-- Opening Marker --
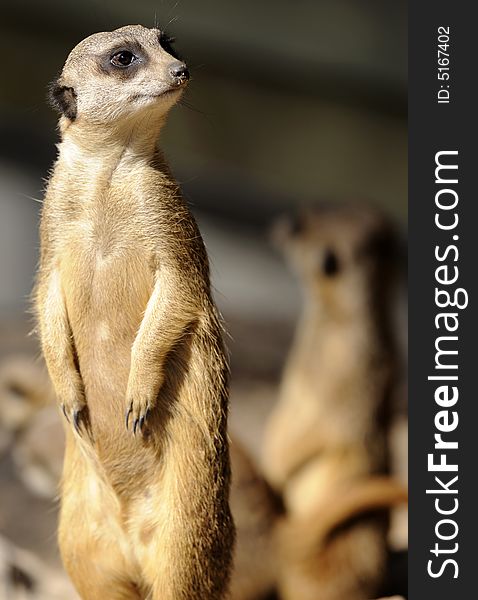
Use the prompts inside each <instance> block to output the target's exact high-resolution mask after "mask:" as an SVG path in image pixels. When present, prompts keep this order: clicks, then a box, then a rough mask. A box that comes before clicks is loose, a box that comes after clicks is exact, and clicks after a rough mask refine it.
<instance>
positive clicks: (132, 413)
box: [125, 395, 153, 435]
mask: <svg viewBox="0 0 478 600" xmlns="http://www.w3.org/2000/svg"><path fill="white" fill-rule="evenodd" d="M128 399H129V400H128V402H127V404H126V414H125V424H126V429H129V428H130V424H131V428H132V431H133V435H136V432H137V430H138V429H139V432H140V433H141V434H143V433H144V426H145V423H146V421H147V420H148V417H149V415H150V413H151V409H152V408H153V406H152V402H151V401H150V400H149V399H148V398H147V396H143V395H142V396H137V397H132V396H130V395H128Z"/></svg>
-- Closing Marker --
Work required:
I would like the number of lines in the material above that contain the string "clicks", with no other words in the reply.

Task response:
2